#### Data for the task
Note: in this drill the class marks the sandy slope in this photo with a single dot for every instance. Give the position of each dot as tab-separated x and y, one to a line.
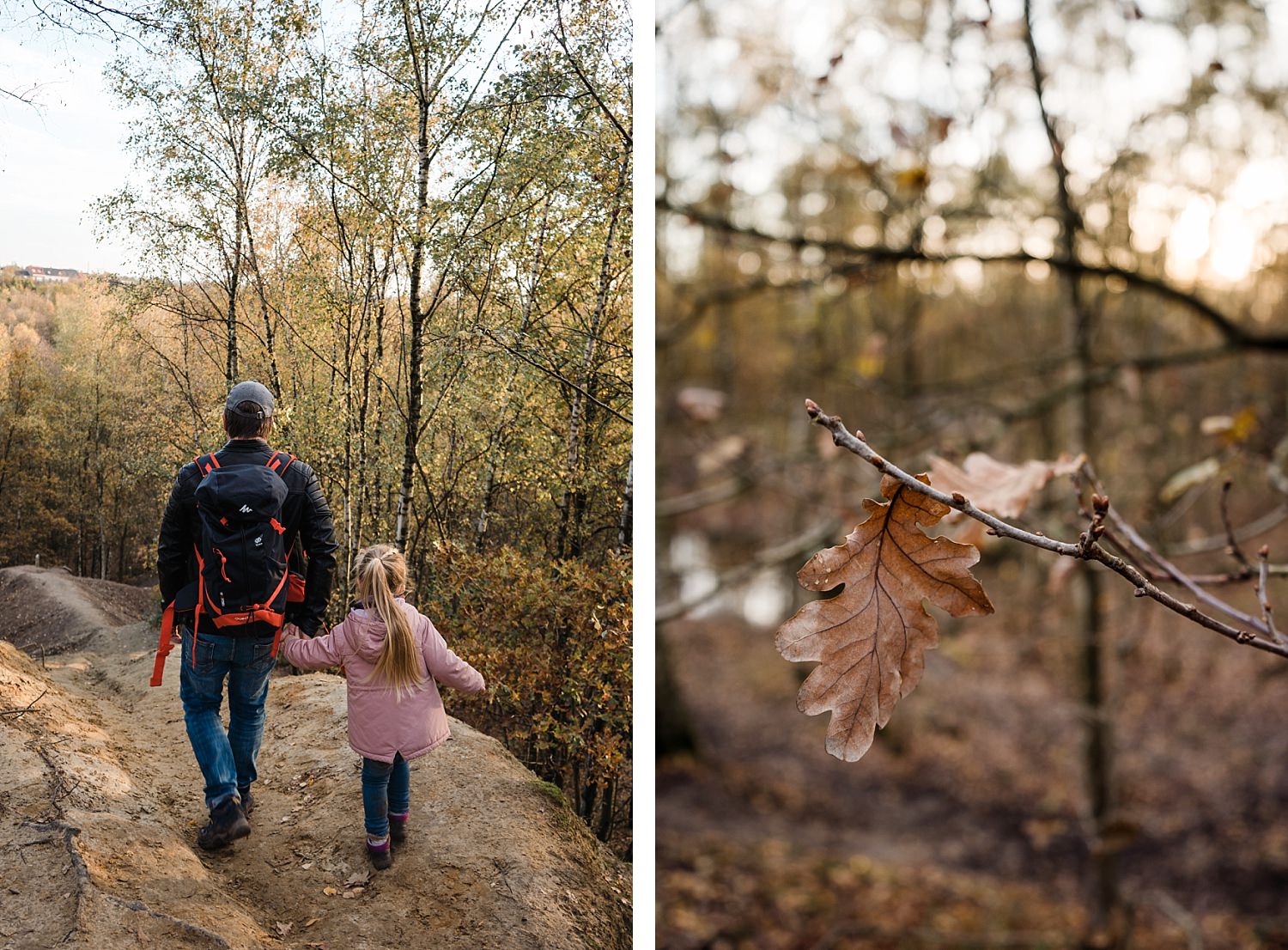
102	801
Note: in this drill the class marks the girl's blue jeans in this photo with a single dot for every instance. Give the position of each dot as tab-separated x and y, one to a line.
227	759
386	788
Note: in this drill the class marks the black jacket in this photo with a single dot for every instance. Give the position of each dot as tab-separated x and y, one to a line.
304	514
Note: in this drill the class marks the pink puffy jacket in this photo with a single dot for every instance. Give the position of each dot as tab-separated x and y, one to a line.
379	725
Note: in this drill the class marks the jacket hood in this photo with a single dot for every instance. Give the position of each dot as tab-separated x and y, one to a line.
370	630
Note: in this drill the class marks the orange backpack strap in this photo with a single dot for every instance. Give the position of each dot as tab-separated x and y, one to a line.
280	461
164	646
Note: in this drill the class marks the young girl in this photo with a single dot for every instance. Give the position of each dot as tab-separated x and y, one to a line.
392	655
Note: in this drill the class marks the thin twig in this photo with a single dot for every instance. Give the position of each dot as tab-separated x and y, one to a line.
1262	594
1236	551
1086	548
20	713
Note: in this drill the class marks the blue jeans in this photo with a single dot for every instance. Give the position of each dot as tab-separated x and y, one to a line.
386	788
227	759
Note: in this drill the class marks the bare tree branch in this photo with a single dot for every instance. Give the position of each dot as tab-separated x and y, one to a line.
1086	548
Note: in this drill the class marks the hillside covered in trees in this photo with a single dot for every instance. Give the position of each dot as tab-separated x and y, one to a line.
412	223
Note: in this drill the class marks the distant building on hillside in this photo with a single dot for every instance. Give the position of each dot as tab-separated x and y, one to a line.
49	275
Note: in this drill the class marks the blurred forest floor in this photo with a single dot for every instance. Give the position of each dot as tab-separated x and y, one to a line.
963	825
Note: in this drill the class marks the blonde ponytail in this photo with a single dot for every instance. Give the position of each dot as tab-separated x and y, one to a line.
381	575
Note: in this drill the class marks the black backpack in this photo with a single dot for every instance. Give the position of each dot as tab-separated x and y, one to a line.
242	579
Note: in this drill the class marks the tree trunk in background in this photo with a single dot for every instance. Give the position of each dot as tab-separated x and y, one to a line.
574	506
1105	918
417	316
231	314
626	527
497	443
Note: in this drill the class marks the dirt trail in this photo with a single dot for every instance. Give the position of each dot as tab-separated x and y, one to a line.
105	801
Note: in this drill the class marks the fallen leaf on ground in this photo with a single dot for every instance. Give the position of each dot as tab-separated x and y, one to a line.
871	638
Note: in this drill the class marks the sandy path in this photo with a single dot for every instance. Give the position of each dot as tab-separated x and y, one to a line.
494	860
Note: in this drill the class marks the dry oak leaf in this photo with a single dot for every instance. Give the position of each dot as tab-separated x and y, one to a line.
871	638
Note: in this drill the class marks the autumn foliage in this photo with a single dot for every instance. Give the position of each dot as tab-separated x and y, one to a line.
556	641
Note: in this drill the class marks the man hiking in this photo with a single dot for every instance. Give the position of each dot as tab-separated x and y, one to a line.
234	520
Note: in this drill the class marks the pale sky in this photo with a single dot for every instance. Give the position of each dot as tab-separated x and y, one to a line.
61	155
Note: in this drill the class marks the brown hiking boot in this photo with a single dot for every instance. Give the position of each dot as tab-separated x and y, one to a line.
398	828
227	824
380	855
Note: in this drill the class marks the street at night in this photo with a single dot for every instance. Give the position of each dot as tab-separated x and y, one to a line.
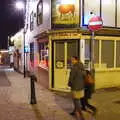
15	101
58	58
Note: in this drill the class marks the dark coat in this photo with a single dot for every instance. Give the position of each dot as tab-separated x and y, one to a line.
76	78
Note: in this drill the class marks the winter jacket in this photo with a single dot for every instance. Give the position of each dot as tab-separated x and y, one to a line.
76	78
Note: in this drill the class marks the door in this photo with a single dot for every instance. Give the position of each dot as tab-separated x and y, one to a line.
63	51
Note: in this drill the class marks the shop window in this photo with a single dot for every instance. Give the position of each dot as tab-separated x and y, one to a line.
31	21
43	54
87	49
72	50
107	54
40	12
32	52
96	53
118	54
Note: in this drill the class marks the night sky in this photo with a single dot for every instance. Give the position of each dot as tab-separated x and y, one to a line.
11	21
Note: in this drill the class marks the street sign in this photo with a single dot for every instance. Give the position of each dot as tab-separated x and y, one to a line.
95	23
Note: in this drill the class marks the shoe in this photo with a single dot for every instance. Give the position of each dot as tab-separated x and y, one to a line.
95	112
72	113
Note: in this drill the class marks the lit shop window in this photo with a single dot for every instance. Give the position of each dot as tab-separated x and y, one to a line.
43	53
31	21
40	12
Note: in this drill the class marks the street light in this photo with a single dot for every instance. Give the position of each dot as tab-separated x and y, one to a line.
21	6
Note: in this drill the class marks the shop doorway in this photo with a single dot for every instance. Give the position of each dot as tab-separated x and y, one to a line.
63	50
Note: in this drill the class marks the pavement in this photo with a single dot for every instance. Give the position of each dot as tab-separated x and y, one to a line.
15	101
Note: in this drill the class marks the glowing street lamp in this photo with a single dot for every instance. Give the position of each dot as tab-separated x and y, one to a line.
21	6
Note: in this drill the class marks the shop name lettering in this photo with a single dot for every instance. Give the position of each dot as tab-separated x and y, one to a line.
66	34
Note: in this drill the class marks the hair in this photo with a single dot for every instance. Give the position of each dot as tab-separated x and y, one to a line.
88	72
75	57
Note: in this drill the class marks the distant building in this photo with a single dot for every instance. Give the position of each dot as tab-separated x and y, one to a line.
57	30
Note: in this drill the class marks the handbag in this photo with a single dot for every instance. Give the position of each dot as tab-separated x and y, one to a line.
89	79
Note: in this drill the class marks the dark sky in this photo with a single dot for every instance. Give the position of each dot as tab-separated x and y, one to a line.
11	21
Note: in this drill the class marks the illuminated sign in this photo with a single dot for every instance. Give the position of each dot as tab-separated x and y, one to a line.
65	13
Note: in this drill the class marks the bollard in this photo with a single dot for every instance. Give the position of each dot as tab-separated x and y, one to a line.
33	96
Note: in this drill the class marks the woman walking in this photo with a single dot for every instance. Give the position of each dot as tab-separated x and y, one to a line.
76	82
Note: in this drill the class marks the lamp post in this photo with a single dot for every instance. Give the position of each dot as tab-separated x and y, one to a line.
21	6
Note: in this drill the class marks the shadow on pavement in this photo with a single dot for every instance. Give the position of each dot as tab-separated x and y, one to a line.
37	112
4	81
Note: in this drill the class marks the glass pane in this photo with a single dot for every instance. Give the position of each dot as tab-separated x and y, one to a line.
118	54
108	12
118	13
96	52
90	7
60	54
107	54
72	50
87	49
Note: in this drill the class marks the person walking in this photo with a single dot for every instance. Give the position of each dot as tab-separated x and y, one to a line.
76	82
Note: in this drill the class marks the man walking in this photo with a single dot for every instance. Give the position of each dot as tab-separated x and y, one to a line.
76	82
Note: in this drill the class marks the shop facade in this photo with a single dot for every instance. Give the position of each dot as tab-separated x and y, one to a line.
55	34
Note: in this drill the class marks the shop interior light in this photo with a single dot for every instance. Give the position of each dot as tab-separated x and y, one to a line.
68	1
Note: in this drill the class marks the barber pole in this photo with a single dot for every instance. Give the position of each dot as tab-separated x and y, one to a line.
########
#### Data for the task
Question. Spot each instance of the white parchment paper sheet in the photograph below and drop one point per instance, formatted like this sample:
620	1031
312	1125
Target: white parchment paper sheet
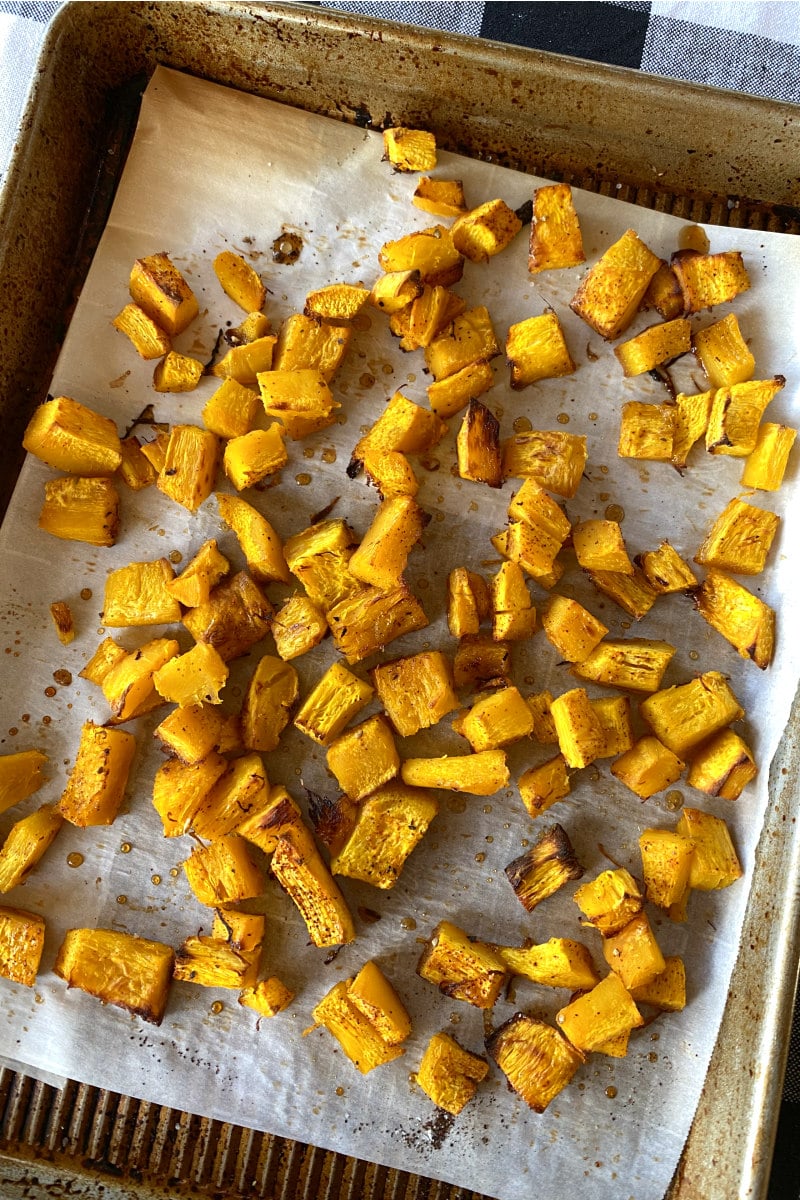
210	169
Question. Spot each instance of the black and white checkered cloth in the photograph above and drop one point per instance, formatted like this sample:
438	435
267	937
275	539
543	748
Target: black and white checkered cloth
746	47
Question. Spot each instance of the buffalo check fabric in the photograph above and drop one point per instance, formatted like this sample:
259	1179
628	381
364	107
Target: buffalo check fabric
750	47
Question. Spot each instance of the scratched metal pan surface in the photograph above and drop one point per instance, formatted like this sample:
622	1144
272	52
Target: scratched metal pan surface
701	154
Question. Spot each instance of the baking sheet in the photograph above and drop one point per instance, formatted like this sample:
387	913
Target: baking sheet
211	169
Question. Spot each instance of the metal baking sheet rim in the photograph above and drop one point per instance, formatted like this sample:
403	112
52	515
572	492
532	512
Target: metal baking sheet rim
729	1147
########
**What is expected**:
The task calls for all lines in the entries that hold "photograph".

**Response**:
Question. Spot each instance of the white parchment paper sheet in the photograph below and drop one point per instance, formatted like this sample:
Question. Spot each instance of the black and white checkered cloth in the photograph above and drop one point per instance, formatted like this sample:
Question. Spot each instance of the buffalo check fabric in the photograph above and drop one point per instance, formatted like this sample:
Question. Spot each instance of the scratched metal pan surface in the photograph above and drop one point per instance, formatted like this sample:
Question. Spot each instance of the baking sheet in the photograph above and drop one point per instance, formatted like this sample:
Question. Spot each instance of the metal baking sheet rim in the photograph above and drop one point per instance, formatted like this sample:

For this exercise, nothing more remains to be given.